[Available data]

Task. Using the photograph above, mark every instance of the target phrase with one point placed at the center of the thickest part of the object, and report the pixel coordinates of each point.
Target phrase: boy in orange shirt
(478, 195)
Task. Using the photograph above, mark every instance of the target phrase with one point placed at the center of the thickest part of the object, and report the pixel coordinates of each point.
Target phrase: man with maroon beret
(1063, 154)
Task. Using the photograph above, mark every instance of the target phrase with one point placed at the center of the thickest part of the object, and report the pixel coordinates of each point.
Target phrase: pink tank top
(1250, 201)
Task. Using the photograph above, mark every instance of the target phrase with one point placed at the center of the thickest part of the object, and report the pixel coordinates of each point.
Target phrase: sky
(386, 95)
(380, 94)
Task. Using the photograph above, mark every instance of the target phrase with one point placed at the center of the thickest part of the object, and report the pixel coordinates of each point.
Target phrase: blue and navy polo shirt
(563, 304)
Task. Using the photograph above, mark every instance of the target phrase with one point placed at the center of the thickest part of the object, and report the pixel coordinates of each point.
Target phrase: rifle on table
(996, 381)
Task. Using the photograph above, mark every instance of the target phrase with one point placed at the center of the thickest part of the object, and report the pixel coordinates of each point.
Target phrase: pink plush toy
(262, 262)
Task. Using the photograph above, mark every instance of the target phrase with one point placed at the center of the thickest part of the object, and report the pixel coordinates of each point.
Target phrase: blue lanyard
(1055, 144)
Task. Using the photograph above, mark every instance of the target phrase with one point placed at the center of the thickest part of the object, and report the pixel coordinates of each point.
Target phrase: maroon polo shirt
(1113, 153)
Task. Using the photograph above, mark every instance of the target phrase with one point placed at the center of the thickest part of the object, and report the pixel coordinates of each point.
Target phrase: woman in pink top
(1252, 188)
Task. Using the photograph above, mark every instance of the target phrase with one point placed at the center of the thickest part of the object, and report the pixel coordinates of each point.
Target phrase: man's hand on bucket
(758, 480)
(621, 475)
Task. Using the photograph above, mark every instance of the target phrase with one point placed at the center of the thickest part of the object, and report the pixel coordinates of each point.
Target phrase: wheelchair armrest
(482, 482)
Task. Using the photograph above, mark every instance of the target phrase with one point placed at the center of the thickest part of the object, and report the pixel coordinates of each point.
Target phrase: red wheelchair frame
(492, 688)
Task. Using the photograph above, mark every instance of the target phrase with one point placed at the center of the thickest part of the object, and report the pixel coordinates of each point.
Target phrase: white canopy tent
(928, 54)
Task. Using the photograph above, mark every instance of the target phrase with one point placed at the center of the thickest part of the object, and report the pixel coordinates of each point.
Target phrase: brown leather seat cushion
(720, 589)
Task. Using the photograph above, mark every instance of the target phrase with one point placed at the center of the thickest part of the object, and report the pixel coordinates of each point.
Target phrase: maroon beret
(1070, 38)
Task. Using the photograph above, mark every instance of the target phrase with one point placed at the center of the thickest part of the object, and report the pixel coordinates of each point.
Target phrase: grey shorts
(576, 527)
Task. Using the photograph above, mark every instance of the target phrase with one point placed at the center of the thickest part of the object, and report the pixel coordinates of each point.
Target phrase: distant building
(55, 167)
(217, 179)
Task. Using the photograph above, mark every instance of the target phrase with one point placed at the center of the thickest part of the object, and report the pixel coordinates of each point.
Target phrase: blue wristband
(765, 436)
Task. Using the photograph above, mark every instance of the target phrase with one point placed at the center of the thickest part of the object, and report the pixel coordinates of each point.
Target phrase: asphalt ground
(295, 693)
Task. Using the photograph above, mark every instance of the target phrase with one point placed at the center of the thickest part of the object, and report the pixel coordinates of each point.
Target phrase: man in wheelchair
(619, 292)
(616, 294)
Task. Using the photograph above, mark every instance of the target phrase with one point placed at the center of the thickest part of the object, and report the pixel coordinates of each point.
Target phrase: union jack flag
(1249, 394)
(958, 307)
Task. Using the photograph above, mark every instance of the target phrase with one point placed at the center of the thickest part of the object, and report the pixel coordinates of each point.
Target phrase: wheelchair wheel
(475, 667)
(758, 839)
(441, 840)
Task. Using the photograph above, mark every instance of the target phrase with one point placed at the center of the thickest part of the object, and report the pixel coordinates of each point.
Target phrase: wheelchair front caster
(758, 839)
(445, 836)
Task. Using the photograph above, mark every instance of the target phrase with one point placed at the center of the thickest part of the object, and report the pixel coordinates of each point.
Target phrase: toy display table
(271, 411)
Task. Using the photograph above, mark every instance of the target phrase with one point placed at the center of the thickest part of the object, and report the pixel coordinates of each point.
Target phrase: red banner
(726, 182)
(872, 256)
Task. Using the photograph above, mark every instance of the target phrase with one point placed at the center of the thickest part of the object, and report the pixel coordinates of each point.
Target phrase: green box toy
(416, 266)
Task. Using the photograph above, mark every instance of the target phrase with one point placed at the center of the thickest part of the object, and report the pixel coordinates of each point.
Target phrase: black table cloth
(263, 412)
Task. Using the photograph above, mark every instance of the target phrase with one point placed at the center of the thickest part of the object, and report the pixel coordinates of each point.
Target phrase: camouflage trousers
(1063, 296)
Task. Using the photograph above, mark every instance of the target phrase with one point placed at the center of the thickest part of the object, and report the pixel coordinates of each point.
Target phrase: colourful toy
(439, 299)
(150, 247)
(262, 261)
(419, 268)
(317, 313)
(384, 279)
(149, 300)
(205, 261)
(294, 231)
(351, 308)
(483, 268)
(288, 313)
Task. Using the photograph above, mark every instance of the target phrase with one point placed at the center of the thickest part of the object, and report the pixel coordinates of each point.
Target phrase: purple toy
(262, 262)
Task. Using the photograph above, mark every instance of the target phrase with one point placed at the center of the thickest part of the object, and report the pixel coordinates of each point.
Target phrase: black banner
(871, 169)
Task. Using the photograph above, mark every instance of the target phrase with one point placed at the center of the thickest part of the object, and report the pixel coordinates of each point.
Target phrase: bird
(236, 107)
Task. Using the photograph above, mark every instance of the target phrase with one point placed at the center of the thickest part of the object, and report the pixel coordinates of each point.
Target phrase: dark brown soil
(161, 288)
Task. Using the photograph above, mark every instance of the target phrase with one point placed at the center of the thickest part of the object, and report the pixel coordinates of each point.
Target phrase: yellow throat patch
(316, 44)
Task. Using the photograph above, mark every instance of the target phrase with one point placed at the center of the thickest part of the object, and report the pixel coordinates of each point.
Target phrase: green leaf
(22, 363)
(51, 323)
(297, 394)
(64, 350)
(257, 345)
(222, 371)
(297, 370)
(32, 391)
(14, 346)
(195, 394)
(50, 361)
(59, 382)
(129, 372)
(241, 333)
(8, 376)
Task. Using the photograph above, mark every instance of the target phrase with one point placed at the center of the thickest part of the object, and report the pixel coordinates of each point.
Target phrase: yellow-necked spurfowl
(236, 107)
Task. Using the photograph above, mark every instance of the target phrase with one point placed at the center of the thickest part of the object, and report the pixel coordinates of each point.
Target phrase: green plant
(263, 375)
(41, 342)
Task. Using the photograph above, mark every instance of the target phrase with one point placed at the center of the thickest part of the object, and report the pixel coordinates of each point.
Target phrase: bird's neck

[/Available data]

▶ [Exercise aim]
The records above should be duplicated in full, exactly as given.

▶ [Solution below]
Task. Using the photograph above, mark every instance of the target phrase with one point placed at the center of the thickest part of the object, and report the pixel coordinates of each point.
Target phrase: boy in orange shirt
(478, 195)
Task. Using the photograph above, mark every instance of the target phrase with one point placed at the center of the thickest part of the object, and report the pixel coordinates of each point.
Target phrase: man with maroon beret
(1063, 154)
Task. Using the photograph above, mark every instance of the target phrase with one point placed at the center of the thickest part of the object, and report the pixel coordinates of each point.
Target phrase: pink tank top
(1250, 201)
Task. Using the photograph above, mark every instance of the target phrase with one point placed at the center of the thickest part of the object, and report the pixel coordinates of each point.
Target phrase: sky
(386, 95)
(380, 94)
Task. Using the photograph above, mark every instance of the target phrase with one point placed at the center of the thickest part of the object, and report the pixel coordinates of each point.
Target phrase: blue and navy polo shirt
(563, 304)
Task. Using the photograph above, mark every instance of the target phrase with one point placed at the center of the thickest part of the object, and report the pixel coordinates of each point.
Target phrase: rifle on table
(996, 381)
Task. Using the photograph above, mark every instance of the target phrase with one point placed at the center of the thickest part of the object, and report the pixel coordinates of each point.
Target phrase: pink plush toy
(262, 262)
Task. Using the photograph above, mark every instance of the target phrase with one point placed at the center of the thickest part of the object, and report the pixel coordinates of each point.
Target phrase: blue lanyard
(1055, 144)
Task. Using the photograph above, mark every instance of the target phrase with one point placed at the center of the thickest part of the object, and report the pixel coordinates of each point.
Target phrase: maroon polo shirt
(1113, 153)
Task. Using the photograph above, mark every instance of the target phrase with one point placed at the center of the thickest part of the object, and report the pixel coordinates of each point.
Target phrase: woman in pink top
(1252, 188)
Task. Using the photograph above, mark every instance of the target phrase with one point placed at the center of the thickest part of the object, and report the pixel coordinates of each point.
Target phrase: man's hand on bucket
(758, 480)
(621, 475)
Task. Using the photograph above, mark every instance of the target phrase with one point placed at the center of the thickest part of the object, and report the pixel coordinates of each point.
Target phrase: wheelchair armrest
(482, 482)
Task. Using the photograph above, mark every instance of the target phrase with one point placed at the center of the thickest part of the object, and report the pixel coordinates of each point.
Target phrase: red wheelchair frame
(492, 688)
Task. Using the photograph above, mark every instance of the target phrase with one point placed at the center of the thickest part of the object, and report the pixel coordinates of each point.
Target phrase: white canopy tent
(928, 54)
Task. Using the photograph above, mark every instance of the target phrase with one point placed at the center of the thickest part of the object, and report the pixel coordinates of each point.
Target phrase: brown leather seat cushion
(720, 589)
Task. Using the photograph above, mark every instance of the target phrase with one point placed at the center of the thickest part of the object, and report the pixel coordinates of each point.
Target phrase: maroon beret
(1070, 38)
Task. Using the photograph above, mark every instance of the target phrase with one point placed at the center of the thickest part of the object, and report the pixel coordinates of each point.
Target phrase: grey shorts
(576, 527)
Task. Using the photograph above, mark every instance of the target phrase with one point placed at the center of the thickest part of the object, and report the pixel coordinates of each point.
Target phrase: distant building
(55, 167)
(217, 179)
Task. Using the photograph above, mark every instance of the target phrase with one point placed at the center of the thickest part of the object, and report the pixel coordinates of each point.
Target phrase: blue wristband
(765, 436)
Task. Using the photograph above, mark every instance of the target phrase with one point placed at the center of the thickest part of the object, and report the pixel coordinates of each point.
Target phrase: asphalt ground
(295, 693)
Task. Using the photograph above, mark every instance of the target phrase with one point placed at the center of the thickest part of the object, and report the pixel coordinates of each point.
Target phrase: man in wheelchair
(619, 292)
(616, 294)
Task. Using the photograph above, mark every instance of the target phrase with one point placed at the center of the thickest part of the object, and report the pixel coordinates of each point.
Target phrase: union jack flag
(1249, 394)
(958, 307)
Task. Using the photograph above, mark every instance of the target phrase with one point placed at the center of the thickest part of the object, and report the pixel coordinates of each point.
Target phrase: wheelchair wheel
(475, 667)
(758, 839)
(441, 840)
Task. Using the photograph above, mark every instance of the target phrase with one point placed at the center of the thickest part of the object, and report the pixel coordinates of each point.
Target phrase: wheelchair front caster
(758, 839)
(445, 836)
Task. Using the photograph above, mark every instance of the target phrase with one point placed at the center of the thickest part of the object, and report the pixel coordinates of each point.
Target phrase: toy display table
(271, 411)
Task. Using the photograph above, mark every instance of the target phrase with one point placed at the center of the thickest part of the object, and report the pixel coordinates of each point.
Target phrase: red banner
(726, 182)
(872, 256)
Task. Using the photograph above, mark every instance of the target phrase with one point placed at the center of the thickest part of the object, and report the pixel coordinates of each point.
Target phrase: green box toy
(416, 266)
Task. Using the photograph above, mark every instance of the target phrase with one point placed at the center of the thickest part of the object, and report the pixel coordinates of each point.
Target phrase: black table cloth
(263, 412)
Task. Using the photograph above, mark every instance of the target phrase with one point placed at the center of the thickest part of the object, and report the pixel coordinates of each point.
Target phrase: camouflage trousers
(1063, 296)
Task. Using the photograph above, mark every instance of the target phrase with one point placed at the center of the thickest part of the object, and report the pixel coordinates of each point.
Target phrase: colourful toy
(439, 299)
(150, 247)
(262, 261)
(419, 268)
(317, 313)
(384, 279)
(149, 300)
(205, 261)
(294, 231)
(351, 308)
(483, 268)
(288, 313)
Task. Using the photograph above, mark every instance of the target phrase with one point placed at the center of the thickest part of the object, and report the pixel coordinates of each point.
Target phrase: purple toy
(262, 262)
Task. Using the photograph above, mark every instance of the target phrase with one point placed at the center of the thickest part of the object, and report the pixel coordinates of each point.
Target phrase: black banner
(871, 169)
Task. Using the photograph above, mark every instance of the target phrase with one point placed at the center of the thickest part of the object, and report the pixel coordinates of each point.
Target phrase: bird
(236, 107)
Task. Using the photograph above, mark every instance of the target phrase with one point placed at the center of the thickest part of the object, and report the pixel coordinates of each point.
Target phrase: dark brown soil
(161, 288)
Task. Using the photograph above, mark every instance of the target phrase with one point placed at the center of the thickest part of the object, and report the pixel coordinates of each point.
Target phrase: yellow throat patch
(316, 44)
Task. Using the photograph above, mark every instance of the target phrase with one point placed at the center of the thickest part of the object, and report the pixel coordinates of each point.
Target phrase: green leaf
(22, 363)
(51, 323)
(297, 394)
(64, 350)
(257, 345)
(222, 371)
(297, 370)
(32, 391)
(14, 346)
(195, 394)
(50, 361)
(59, 382)
(129, 372)
(241, 333)
(8, 376)
Task. Using the photograph above, mark every instance of the target phrase with one point placed at the center of the thickest part of the object, and report the pixel coordinates of each point.
Target phrase: yellow-necked spurfowl
(236, 107)
Task. Using the photograph above, mark every instance of the target phrase with one point placed at the center of the thickest part of the object, and report the pixel coordinates of each point.
Target phrase: green plant
(263, 375)
(41, 342)
Task. Using the photograph above, mark every instance of the target phrase with one point placed at the center of the thickest part of the object, and report the pixel coordinates of each point.
Target phrase: bird's neck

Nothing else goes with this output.